### [About this exercise]
Send back the records in full, character for character.

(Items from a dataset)
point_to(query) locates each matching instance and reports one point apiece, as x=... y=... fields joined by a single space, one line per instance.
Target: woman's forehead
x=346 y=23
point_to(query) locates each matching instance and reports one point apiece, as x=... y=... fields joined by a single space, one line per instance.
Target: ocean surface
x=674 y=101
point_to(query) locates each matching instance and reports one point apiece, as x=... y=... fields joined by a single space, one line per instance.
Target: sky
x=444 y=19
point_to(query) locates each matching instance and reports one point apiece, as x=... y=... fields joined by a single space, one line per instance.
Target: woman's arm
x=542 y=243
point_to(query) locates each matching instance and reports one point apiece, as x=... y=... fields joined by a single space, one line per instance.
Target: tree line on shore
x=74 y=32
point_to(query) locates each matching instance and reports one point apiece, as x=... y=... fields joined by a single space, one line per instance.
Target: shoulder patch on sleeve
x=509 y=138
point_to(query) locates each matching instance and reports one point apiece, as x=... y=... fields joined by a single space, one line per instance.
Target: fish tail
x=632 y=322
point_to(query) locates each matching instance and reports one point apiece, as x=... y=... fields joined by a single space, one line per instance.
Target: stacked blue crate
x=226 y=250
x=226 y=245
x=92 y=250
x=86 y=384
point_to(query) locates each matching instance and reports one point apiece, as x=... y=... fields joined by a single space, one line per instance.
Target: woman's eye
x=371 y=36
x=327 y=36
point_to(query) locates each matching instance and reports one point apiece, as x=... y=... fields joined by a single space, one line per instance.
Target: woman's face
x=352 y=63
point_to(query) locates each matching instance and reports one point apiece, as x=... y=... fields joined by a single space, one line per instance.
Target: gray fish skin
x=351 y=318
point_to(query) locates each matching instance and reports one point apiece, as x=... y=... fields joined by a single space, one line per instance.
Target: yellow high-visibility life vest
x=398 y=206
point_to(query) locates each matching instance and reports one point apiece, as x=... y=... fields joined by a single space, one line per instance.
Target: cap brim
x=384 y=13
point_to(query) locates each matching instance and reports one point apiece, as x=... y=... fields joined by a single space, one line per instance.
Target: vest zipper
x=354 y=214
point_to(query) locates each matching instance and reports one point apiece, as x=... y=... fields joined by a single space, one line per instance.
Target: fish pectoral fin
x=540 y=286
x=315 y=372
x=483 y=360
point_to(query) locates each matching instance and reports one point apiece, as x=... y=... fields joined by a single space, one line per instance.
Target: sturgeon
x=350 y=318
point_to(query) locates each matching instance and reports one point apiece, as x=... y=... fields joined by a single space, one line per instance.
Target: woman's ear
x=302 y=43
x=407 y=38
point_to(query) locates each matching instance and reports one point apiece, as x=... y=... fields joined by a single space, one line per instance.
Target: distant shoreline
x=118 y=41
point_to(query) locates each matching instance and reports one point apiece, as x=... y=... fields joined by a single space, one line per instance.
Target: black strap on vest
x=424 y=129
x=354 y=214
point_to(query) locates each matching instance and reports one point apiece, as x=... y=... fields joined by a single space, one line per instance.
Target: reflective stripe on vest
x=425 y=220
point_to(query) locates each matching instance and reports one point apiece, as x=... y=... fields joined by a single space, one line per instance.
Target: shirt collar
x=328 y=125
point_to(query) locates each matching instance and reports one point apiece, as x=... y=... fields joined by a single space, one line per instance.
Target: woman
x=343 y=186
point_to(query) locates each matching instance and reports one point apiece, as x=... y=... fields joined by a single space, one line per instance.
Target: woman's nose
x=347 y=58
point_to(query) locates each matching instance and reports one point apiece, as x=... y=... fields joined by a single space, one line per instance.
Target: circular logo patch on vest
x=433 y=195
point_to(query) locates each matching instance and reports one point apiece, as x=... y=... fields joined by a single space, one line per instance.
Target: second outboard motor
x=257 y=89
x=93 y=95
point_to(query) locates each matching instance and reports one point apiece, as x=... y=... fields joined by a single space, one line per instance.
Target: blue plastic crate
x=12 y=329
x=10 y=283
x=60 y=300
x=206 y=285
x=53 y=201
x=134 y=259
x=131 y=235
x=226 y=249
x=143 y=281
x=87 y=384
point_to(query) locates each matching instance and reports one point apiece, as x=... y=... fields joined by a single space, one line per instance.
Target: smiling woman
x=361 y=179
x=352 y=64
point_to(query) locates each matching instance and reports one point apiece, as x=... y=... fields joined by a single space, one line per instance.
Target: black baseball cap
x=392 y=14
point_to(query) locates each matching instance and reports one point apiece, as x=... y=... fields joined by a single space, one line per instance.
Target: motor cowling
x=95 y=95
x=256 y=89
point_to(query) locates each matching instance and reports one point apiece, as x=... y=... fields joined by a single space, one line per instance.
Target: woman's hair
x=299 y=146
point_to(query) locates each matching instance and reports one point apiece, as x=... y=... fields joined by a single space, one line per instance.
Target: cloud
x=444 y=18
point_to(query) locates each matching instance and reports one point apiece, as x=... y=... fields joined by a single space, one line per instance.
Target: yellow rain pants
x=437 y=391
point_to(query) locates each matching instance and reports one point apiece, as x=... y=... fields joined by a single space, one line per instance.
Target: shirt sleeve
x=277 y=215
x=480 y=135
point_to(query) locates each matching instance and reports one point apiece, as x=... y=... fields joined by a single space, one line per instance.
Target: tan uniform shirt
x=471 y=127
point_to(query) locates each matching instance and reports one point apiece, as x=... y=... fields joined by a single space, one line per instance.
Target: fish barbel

### [Answer box]
point_to(query) locates each matching instance and reports one point apiece, as x=... y=... fields joined by a single space, one line per instance.
Target: woman's forehead
x=346 y=23
point_to(query) locates each matching instance and reports one point apiece, as x=... y=... fields joined by a single space, one line per instance.
Target: ocean surface
x=674 y=101
point_to(query) locates each matching instance and reports one point apiece, as x=... y=... fields joined by a single space, one line per instance.
Target: sky
x=444 y=19
point_to(query) locates each matching instance and reports one point apiece, as x=... y=... fields joined by a single space, one line per instance.
Target: woman's arm
x=542 y=243
point_to(query) locates each matching instance and reports one point apiece, as x=... y=... fields joined by a single space, one line per instance.
Target: tree line on shore
x=74 y=32
point_to(query) locates each matching instance and reports one point apiece, as x=... y=... fields joined by a single space, one line per instance.
Target: shoulder patch on sleeve
x=509 y=138
point_to(query) locates each matching instance and reports one point apiece, as x=... y=... fields joined by a single space, one line per instance.
Target: fish tail
x=632 y=322
point_to(query) locates each matching instance and reports one point apiece, as x=... y=... fields joined by a single space, one line per instance.
Target: stacked blue crate
x=226 y=250
x=226 y=245
x=92 y=250
x=86 y=384
point_to(query) locates each matching instance and reports one point apiece, as x=... y=... fields joined by a single space, one line per instance.
Target: woman's eye
x=371 y=36
x=327 y=36
point_to(query) locates each matching instance and reports one point apiece, as x=... y=... fields joined by a single space, one line per instance.
Target: woman's face
x=352 y=63
point_to(query) locates each matching instance and reports one point apiece, as x=... y=... fields joined by a single space, one line per instance.
Target: gray fish skin
x=351 y=318
point_to(query) locates each matching instance and reports one point apiece, as x=... y=... fields joined by a single space, one line per instance.
Target: yellow high-visibility life vest
x=398 y=206
point_to(query) locates each matching instance and reports one point apiece, as x=... y=... fields joined by a single space, one line per instance.
Target: cap brim
x=384 y=13
point_to(query) locates each matching instance and reports one point apiece, as x=... y=... fields joined by a single space, one line per instance.
Target: vest zipper
x=354 y=214
point_to(query) locates each matching instance and reports one point apiece, as x=... y=... fields joined by a single space, one line per instance.
Target: fish pectoral fin
x=540 y=286
x=315 y=372
x=483 y=360
point_to(query) locates each matching instance and reports one point apiece, as x=... y=... fields joined by a single space, one line per instance.
Target: sturgeon
x=350 y=318
point_to(query) locates each matching instance and reports one point apiece, as x=... y=... fields joined by a single space, one line per instance.
Target: woman's ear
x=302 y=43
x=407 y=38
point_to(query) locates each matching instance and reports one point apiece, as x=... y=... fields joined by a single space, one line per instance.
Target: distant shoreline
x=118 y=41
point_to(query) locates each matching instance and reports one point apiece, as x=... y=... fields joined by a single space, one line per instance.
Target: black strap on vest
x=424 y=129
x=354 y=214
point_to(query) locates each matching instance and reports one point apiece, as x=... y=... fields joined by a single space, one line per instance.
Target: reflective stripe on vest
x=425 y=220
point_to(query) locates each matching instance and reports one point apiece, as x=... y=... fields joined by a single space, one line per instance.
Target: shirt collar
x=328 y=125
point_to(query) locates each matching instance and reports one point apiece, as x=... y=... fields joined by a single space, one line per instance.
Target: woman
x=343 y=186
point_to(query) locates each matching instance and reports one point apiece, as x=... y=... fields joined by a single space, one line per instance.
Target: woman's nose
x=347 y=58
point_to(query) locates each matching instance and reports one point apiece, as x=... y=... fields joined by a single space, one line per instance.
Target: circular logo patch on vest
x=433 y=195
point_to(query) locates each matching instance and reports one point apiece, as x=... y=... fields joined by a single space, one line per instance.
Target: second outboard motor
x=257 y=89
x=93 y=95
point_to(query) locates each matching instance and reports one point apiece, as x=... y=... fields joined by a single space, one line per instance.
Target: blue plastic crate
x=12 y=329
x=10 y=283
x=60 y=300
x=206 y=285
x=53 y=201
x=134 y=259
x=131 y=235
x=226 y=249
x=143 y=281
x=87 y=384
point_to(query) locates each matching instance and reports one point apiece, as x=... y=... fields joined by a single space, one line per instance.
Target: smiling woman
x=361 y=179
x=352 y=64
point_to(query) locates each matching instance and reports one point apiece, as x=... y=... fields joined by a single space, one line per instance.
Target: black baseball cap
x=392 y=14
point_to(query) locates each matching instance and reports one point apiece, as x=... y=... fields joined by a single space, one line per instance.
Target: motor cowling
x=95 y=95
x=256 y=89
point_to(query) locates each matching instance and reports one point apiece, as x=... y=... fields joined by a single space, one line per instance.
Target: woman's hair
x=299 y=146
point_to(query) locates each matching instance and reports one point apiece, as x=... y=... fields joined by a single space, one line per instance.
Target: cloud
x=444 y=18
point_to(query) locates each matching instance and reports one point apiece, as x=... y=... fields joined by a single space, one line per instance.
Target: yellow rain pants
x=437 y=391
point_to(query) locates each matching instance and reports one point apiece, as x=... y=... fields joined by a single space, one line per instance.
Target: shirt sleeve
x=277 y=215
x=480 y=135
point_to(query) locates each matching instance and reports one point apiece, as x=... y=... fields joined by a single space, one line per instance.
Target: tan uniform shirt
x=471 y=127
point_to(query) locates each matching instance and reports one point apiece, as x=... y=... fields joined by a single space, one line per instance.
Target: fish barbel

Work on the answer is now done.